■ ACTIVITY: Whichever lines of the entries hold the word "bird" should be identified and copied.

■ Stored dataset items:
-- Opening Marker --

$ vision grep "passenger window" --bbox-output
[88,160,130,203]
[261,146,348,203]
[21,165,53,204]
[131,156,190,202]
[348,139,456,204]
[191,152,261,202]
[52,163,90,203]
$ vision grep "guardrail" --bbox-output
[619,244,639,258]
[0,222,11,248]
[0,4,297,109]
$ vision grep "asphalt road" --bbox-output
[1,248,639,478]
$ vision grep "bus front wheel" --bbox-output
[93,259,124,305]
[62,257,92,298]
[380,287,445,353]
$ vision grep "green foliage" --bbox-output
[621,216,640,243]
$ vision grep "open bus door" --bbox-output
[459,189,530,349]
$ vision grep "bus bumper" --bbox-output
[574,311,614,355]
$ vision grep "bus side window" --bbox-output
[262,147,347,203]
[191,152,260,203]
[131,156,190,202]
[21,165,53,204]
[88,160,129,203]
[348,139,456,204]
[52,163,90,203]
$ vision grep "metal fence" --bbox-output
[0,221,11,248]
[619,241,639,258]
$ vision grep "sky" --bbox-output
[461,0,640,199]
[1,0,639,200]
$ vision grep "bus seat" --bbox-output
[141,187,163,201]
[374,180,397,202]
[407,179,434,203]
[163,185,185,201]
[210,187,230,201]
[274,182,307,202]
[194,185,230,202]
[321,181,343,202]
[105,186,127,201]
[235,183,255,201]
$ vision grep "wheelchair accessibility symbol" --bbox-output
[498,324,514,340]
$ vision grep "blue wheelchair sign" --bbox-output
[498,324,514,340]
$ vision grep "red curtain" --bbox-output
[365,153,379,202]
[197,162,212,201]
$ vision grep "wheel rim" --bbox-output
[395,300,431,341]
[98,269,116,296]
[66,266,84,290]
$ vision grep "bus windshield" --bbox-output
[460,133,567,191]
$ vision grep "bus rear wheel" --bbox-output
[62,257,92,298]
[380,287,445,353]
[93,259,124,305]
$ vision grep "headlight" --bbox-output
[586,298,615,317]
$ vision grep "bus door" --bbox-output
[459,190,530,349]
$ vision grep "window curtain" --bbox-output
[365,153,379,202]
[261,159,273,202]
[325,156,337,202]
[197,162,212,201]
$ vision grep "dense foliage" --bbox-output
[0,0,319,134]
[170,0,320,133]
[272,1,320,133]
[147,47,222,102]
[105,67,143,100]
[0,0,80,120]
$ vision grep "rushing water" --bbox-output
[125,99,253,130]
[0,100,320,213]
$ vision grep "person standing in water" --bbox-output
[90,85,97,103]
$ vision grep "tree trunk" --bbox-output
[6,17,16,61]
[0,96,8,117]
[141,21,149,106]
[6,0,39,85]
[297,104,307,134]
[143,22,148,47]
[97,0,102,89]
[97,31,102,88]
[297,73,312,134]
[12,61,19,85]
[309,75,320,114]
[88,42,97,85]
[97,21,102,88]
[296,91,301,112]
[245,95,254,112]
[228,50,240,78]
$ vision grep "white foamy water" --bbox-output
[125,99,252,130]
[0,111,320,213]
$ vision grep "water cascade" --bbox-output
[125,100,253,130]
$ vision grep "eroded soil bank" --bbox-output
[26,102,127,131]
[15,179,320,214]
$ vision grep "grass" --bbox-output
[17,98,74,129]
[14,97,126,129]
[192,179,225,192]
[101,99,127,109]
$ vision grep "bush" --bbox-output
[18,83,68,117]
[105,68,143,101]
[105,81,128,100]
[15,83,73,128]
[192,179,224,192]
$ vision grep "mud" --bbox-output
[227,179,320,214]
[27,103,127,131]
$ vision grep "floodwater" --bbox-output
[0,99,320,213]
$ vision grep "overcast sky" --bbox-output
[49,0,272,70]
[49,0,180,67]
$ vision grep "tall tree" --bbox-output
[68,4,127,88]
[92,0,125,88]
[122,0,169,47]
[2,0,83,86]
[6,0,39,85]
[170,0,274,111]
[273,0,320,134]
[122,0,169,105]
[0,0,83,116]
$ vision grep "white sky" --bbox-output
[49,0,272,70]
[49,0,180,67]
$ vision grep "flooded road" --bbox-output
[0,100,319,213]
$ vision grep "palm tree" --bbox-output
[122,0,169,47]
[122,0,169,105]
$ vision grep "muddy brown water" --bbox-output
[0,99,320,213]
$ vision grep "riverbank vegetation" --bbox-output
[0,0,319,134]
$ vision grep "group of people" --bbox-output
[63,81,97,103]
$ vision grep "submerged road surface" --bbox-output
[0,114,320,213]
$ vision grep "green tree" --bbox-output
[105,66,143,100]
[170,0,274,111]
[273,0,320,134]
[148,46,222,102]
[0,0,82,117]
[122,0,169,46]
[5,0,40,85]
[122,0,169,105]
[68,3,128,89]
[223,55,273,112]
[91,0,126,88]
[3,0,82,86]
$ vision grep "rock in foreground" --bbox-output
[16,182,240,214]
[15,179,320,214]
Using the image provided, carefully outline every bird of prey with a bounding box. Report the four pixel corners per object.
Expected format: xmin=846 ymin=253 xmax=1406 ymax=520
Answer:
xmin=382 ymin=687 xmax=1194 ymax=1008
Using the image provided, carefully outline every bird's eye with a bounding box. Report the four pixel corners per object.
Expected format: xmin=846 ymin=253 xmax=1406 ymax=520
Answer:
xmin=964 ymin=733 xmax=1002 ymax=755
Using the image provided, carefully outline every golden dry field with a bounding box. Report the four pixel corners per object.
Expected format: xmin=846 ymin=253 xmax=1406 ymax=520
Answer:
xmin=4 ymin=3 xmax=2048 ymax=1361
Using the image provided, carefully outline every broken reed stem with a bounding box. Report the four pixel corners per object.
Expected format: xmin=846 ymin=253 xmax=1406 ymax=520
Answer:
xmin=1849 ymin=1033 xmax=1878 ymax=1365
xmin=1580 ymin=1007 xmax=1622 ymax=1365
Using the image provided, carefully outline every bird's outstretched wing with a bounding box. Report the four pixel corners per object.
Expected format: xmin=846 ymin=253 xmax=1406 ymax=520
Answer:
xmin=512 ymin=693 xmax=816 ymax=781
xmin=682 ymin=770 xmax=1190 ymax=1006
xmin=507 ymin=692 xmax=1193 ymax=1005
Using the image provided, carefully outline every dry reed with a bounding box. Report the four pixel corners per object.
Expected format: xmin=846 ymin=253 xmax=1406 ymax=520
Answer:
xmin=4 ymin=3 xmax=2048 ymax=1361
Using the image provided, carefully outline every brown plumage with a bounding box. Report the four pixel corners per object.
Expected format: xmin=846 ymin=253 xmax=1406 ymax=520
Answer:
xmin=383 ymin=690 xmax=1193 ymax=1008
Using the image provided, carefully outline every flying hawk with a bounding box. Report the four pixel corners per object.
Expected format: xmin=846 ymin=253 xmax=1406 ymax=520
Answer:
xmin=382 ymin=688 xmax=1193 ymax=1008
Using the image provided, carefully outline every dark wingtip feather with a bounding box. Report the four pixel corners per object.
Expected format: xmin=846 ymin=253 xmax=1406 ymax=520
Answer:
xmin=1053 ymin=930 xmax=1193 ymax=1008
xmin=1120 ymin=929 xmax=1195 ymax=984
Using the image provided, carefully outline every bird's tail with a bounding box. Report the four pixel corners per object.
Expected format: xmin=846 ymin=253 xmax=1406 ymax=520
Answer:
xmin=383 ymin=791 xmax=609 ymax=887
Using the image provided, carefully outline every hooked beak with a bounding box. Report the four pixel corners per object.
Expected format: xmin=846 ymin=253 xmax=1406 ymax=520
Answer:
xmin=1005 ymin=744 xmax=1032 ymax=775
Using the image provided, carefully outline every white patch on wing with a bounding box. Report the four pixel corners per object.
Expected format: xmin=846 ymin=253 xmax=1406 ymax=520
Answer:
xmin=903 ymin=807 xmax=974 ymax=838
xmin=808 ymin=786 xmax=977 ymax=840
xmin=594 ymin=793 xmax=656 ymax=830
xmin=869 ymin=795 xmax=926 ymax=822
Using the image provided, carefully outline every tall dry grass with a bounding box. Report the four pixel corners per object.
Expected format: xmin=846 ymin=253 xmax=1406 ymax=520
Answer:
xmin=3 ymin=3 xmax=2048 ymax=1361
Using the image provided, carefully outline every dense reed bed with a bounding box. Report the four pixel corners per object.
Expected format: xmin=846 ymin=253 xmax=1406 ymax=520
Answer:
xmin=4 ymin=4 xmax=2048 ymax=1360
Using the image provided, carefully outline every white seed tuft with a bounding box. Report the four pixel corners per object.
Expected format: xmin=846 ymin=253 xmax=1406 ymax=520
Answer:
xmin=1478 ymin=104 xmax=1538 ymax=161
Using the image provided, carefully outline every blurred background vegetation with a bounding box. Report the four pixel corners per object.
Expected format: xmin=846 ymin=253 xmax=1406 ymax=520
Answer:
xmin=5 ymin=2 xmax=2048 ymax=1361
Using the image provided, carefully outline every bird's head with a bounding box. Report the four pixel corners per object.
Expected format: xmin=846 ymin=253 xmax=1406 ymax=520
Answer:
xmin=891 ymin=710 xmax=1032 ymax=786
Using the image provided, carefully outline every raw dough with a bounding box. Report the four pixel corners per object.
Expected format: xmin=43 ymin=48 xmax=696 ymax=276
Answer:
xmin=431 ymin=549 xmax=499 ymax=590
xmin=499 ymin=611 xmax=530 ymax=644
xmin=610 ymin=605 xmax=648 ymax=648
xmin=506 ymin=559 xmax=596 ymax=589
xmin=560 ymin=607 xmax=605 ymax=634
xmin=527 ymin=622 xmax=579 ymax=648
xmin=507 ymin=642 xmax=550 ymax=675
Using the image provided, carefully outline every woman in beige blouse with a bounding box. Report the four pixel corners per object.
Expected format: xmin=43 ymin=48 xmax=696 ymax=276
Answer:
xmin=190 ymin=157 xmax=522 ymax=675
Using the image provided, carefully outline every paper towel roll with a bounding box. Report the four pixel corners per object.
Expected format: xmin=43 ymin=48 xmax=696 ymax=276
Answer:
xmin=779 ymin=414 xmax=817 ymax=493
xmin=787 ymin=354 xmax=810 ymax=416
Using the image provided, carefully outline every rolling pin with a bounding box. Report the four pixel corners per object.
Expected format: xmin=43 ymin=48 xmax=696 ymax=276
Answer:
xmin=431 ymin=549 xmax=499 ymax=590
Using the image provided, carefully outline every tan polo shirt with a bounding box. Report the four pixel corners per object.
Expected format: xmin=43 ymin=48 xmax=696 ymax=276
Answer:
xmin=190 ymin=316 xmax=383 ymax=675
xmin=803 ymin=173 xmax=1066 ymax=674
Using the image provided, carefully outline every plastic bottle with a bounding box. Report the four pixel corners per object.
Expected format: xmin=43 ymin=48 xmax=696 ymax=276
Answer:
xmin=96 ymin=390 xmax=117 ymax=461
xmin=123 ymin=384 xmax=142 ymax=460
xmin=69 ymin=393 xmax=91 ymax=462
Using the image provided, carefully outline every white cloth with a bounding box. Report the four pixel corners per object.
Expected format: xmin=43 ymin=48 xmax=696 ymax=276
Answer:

-- Closing Marker --

■ FINISHED EXERCISE:
Using the image provided, carefully outline every bird of prey with a bounding box. Report the four pixel corners per object.
Using the image provided, carefully outline every bird's eye with a bounding box. Report the four pixel corners per object.
Using the image provided, carefully outline every bird's outstretched wing with a bounding box. Report the four pixel corners per object.
Using the image provided, carefully outline every bird's tail with a bounding box. Report the four pixel corners per object.
Using the image provided, carefully outline every bird's head with a bounding box. Report the four pixel corners per object.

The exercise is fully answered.